Location annotation dataset excerpts
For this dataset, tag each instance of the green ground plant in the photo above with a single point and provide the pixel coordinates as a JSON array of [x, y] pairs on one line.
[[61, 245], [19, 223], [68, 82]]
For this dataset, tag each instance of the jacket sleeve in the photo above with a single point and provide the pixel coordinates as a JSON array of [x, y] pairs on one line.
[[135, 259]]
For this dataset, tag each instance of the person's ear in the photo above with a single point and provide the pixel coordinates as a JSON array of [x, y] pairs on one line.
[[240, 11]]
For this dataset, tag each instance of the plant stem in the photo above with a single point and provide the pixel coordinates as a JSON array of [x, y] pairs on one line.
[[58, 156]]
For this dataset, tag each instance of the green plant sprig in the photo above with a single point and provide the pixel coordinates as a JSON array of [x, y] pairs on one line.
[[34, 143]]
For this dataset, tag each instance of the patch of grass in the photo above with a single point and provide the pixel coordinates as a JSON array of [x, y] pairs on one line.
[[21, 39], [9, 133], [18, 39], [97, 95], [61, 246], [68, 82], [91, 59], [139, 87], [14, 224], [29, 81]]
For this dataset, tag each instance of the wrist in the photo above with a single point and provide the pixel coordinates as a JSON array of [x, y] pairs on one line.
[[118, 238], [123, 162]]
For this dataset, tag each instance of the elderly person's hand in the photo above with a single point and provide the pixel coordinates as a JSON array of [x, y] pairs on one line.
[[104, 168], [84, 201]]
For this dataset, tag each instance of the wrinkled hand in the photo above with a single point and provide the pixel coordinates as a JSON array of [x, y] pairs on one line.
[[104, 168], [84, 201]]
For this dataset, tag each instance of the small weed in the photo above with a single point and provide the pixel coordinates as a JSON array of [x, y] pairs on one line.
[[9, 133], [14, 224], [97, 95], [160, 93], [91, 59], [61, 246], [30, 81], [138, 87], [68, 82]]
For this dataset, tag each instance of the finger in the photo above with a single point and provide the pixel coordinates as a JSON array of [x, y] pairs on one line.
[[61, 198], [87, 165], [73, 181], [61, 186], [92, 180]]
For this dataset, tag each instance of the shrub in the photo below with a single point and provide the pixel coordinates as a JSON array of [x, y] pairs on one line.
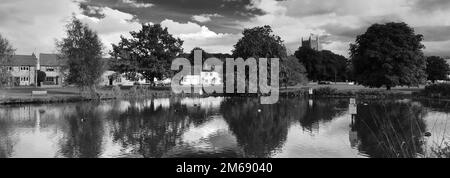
[[325, 91], [442, 90]]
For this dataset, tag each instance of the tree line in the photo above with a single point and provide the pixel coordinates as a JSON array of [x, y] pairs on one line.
[[386, 55]]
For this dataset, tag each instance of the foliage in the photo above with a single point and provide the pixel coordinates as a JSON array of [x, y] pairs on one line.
[[437, 68], [323, 65], [149, 52], [390, 129], [442, 90], [325, 91], [6, 52], [292, 72], [41, 77], [83, 49], [259, 42], [388, 55]]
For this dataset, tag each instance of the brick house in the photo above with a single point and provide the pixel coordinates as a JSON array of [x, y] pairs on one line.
[[23, 70], [52, 65]]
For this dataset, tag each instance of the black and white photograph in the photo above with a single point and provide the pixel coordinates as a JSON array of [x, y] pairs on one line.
[[202, 79]]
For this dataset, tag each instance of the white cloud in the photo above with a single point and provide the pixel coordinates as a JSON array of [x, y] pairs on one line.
[[293, 19], [195, 35], [33, 25], [114, 24], [202, 18], [135, 4]]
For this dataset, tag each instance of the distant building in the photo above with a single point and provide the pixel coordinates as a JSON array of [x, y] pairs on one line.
[[205, 79], [448, 62], [23, 70], [52, 65], [312, 43]]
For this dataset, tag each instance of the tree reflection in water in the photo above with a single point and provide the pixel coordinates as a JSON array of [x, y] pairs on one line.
[[261, 129], [322, 110], [151, 132], [83, 132], [391, 129]]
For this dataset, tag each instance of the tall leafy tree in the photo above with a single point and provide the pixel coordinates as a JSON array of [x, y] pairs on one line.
[[259, 42], [83, 50], [437, 68], [6, 52], [292, 72], [388, 55], [148, 53]]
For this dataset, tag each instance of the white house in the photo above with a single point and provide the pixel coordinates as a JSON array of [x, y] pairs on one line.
[[205, 79], [22, 69], [52, 65]]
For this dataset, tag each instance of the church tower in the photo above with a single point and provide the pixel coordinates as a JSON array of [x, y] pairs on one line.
[[312, 43]]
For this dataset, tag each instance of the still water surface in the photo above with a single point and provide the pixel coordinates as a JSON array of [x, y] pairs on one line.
[[224, 127]]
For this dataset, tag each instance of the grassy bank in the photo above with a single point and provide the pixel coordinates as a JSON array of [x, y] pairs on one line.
[[56, 95]]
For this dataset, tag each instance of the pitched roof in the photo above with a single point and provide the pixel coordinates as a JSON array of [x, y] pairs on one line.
[[21, 60], [51, 60]]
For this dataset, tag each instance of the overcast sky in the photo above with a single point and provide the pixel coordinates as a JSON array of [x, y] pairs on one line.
[[216, 25]]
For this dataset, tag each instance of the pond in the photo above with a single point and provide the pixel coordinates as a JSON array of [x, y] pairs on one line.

_WHAT YOU WILL DO_: Can you pull out, word for word, everything from the first of the lines above down to the line containing "[[61, 245], [19, 223], [68, 82]]", with both of those lines included?

_OUTPUT FOR THIS EXERCISE_:
For this dataset, tag each instance of the green ground plant in the photo above with a single point and provide the pixel coordinates as a JSON array of [x, y] pairs on one line.
[[61, 245], [19, 223], [68, 82]]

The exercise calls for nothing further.